Could you render every line of the records below as a JSON list of strings, one string per line, with blank lines left out?

-- Begin DATASET --

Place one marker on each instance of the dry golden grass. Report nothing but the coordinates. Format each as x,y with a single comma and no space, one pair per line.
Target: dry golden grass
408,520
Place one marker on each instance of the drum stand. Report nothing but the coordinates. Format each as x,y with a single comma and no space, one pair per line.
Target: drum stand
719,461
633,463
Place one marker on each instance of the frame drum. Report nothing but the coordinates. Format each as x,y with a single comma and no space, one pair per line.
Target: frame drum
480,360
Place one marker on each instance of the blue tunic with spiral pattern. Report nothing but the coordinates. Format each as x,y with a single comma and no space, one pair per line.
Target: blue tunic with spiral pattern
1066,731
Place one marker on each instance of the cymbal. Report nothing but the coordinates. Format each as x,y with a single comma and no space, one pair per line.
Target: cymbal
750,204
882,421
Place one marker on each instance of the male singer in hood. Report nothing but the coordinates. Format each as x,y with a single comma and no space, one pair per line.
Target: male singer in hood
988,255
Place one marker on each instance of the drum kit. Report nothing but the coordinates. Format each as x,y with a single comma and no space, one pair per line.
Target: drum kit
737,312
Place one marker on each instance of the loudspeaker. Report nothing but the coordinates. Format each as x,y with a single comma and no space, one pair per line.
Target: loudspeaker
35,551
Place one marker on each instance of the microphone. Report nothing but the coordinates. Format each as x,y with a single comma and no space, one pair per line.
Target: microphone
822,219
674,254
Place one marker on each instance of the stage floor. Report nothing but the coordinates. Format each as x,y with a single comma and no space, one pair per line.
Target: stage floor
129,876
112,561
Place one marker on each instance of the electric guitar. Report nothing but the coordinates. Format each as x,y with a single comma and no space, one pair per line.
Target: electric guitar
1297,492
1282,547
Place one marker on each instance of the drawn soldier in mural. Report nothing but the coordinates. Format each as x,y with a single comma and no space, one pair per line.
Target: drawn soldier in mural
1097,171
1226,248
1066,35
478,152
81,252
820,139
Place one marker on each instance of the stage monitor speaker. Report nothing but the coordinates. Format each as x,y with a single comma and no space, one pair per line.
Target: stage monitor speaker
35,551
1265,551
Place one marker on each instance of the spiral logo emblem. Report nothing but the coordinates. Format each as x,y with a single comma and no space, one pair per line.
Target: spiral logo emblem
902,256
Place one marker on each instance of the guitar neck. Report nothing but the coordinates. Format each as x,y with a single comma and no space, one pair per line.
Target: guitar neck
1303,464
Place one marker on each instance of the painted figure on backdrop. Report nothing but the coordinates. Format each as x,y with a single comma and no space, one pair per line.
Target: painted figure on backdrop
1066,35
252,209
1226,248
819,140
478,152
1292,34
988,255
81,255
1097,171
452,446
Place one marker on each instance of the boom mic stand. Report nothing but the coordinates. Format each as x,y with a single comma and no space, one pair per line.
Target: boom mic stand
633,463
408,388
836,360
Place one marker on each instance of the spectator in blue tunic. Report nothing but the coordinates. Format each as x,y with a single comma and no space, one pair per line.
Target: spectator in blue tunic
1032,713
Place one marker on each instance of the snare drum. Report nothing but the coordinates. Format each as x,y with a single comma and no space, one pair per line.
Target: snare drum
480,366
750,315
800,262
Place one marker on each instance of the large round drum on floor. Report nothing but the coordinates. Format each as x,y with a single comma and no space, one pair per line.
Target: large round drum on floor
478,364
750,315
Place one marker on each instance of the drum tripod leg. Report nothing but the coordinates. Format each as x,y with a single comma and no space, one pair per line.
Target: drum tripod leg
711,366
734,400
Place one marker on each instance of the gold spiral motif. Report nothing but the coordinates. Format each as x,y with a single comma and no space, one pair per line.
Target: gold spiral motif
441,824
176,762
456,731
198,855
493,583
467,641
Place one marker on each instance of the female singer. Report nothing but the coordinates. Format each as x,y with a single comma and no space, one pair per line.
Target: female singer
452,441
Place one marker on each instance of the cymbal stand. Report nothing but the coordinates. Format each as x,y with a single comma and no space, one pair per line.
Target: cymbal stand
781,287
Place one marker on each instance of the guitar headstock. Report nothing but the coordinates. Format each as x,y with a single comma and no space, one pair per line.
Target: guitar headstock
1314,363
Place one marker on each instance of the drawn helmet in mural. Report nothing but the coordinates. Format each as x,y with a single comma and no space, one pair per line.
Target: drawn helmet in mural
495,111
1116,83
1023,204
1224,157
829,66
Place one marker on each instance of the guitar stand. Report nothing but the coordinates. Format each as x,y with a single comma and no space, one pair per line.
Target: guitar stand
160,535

-- End DATASET --

● **WORKED ANSWER**
[
  "Place one marker on each instance of the dry golden grass. Report nothing but the coordinates. Format each as x,y with a single comma and no space, one pair per line.",
  "Target: dry golden grass",
  "408,520",
  "Place one marker on each instance of the drum stand. Report nothing but the coordinates. Format each as x,y with a single comma and no space, one pair per line.",
  "Target: drum stand",
  "719,461",
  "633,463",
  "Place one marker on each instance of the frame drum. Report nothing but the coordinates. Format each as x,y with a single comma and no space, one pair per line.",
  "Target: frame drum",
  "480,360",
  "Place one marker on each instance of the blue tunic with spiral pattern. Report nothing but the coordinates. Format each as x,y with a single comma and no space, one pair per line.",
  "Target: blue tunic with spiral pattern",
  "1066,731",
  "Place one marker on each instance of the cymbal. Report nothing but the coordinates. Format each as x,y with a single comma and no space, one pair per line.",
  "Target: cymbal",
  "750,204",
  "882,421",
  "Place one marker on each instance of the male singer in hood. Report nothing but the coordinates. Format each as x,y with a single comma and no space, one pair per line.",
  "Target: male singer in hood",
  "988,255",
  "Place one marker on each instance of the drum kit. Report nothing but the coordinates. Format each as x,y with a single comma and no space, one pair per line.",
  "Target: drum kit",
  "737,312",
  "Place one marker on each instance of the loudspeaker. Report nothing but the coordinates. Format each as x,y with a single comma and no space, one pair per line.",
  "Target: loudspeaker",
  "35,551",
  "Place one marker on each instance of the microphone. Report nothing but the coordinates. Format each as x,y with a single comma and no space, one pair per line.",
  "Target: microphone",
  "822,219",
  "674,254",
  "Place one marker on each instance of the stage floor. Report nothing but the coordinates. Format each as x,y with a single comma and no space, one pair per line.",
  "Target: stage floor",
  "129,876",
  "112,561",
  "Place one marker on each instance of the electric guitar. Report nothing but the coordinates. Format each as x,y with a single comma and no space, one pair per line.",
  "Target: electric guitar",
  "1297,492",
  "1282,547",
  "Place one marker on each instance of the drawn soldier in mural. Report nothing but the coordinates. Format each as x,y with a single comma and no space, one pair per line.",
  "Target: drawn soldier in mural",
  "1097,171",
  "1226,248",
  "1066,35",
  "478,152",
  "81,252",
  "820,139",
  "Place one marker on each instance of the stage monitor speaker. Report nothing but the coordinates. Format each as x,y with a single comma and no space, one pair per line.",
  "Target: stage monitor speaker",
  "35,551",
  "1265,551",
  "Place one marker on each instance of the spiral logo emblem. Report nothing but the coordinates. Format each as x,y with a single comma and no space, one pair per line.",
  "Target: spiral logo emblem",
  "902,256",
  "Place one marker on each instance of the guitar neck. Report nothing but the coordinates. Format each as x,y with a single comma and no space, one pair per line.",
  "Target: guitar neck",
  "1303,464",
  "Place one marker on each instance of the painted figure on backdrop. Report nothing but the coordinates. Format each as x,y with a single comma and no space, one pair per line.",
  "Target: painted figure on backdrop",
  "1066,35",
  "252,209",
  "1226,248",
  "819,140",
  "478,152",
  "1292,34",
  "988,255",
  "81,255",
  "1097,171",
  "452,446",
  "Place one marker on each instance of the boom mic stand. Report nothing but the coordinates. Format each as x,y with a single comma and no space, one pair per line.",
  "Target: boom mic stand",
  "633,463",
  "408,388",
  "836,360",
  "Place one marker on each instance of the spectator in blue tunic. Report nothing but the coordinates. Format each as x,y with a single comma and no space, one pair per line.",
  "Target: spectator in blue tunic",
  "1032,713",
  "Place one marker on each instance of the snare drum. Report nothing but the coordinates. Format each as x,y with a single comma and no space, one pair per line.",
  "Target: snare drum",
  "480,366",
  "750,315",
  "800,262",
  "Place one marker on each instance of the large round drum on floor. Report nothing but the coordinates. Format each as x,y with a single comma and no space, one pair per line.",
  "Target: large round drum on floor",
  "478,364",
  "750,315",
  "Place one marker on each instance of the drum tripod leg. Report nothing but the coordinates. Format each as x,y with a single comma and no space, one pair per line.",
  "Target: drum tripod leg",
  "711,366",
  "734,400",
  "Place one marker on each instance of the gold spiral motif. Report nothing but the coordinates. Format each as x,y with a single comma and no space, one pair per line.",
  "Target: gold spiral motif",
  "441,824",
  "176,762",
  "456,731",
  "198,855",
  "493,583",
  "467,641",
  "Place one marker on each instance of the female singer. Report nothing but the coordinates. Format each as x,y with a single comma and no space, one pair per line.",
  "Target: female singer",
  "452,441",
  "Place one marker on each instance of the cymbal stand. Report nothing but the coordinates. Format each as x,y with a single comma and no space, one pair per line.",
  "Target: cymbal stand",
  "781,287",
  "Place one marker on each instance of the guitar headstock. Report nothing but the coordinates. Format each as x,y with a single comma and no space, one pair per line.",
  "Target: guitar headstock",
  "1314,363",
  "Place one marker on each instance of the drawn helmet in mural. Report nothing but the coordinates. Format each as x,y with a single comma and no space, one pair per line.",
  "Target: drawn helmet in mural",
  "495,111",
  "1116,83",
  "1023,204",
  "1224,157",
  "829,66",
  "Place one marker on each instance of the guitar stand. Report nothing but the coordinates. Format each as x,y with a single comma and no space, one pair per line.",
  "Target: guitar stand",
  "160,535"
]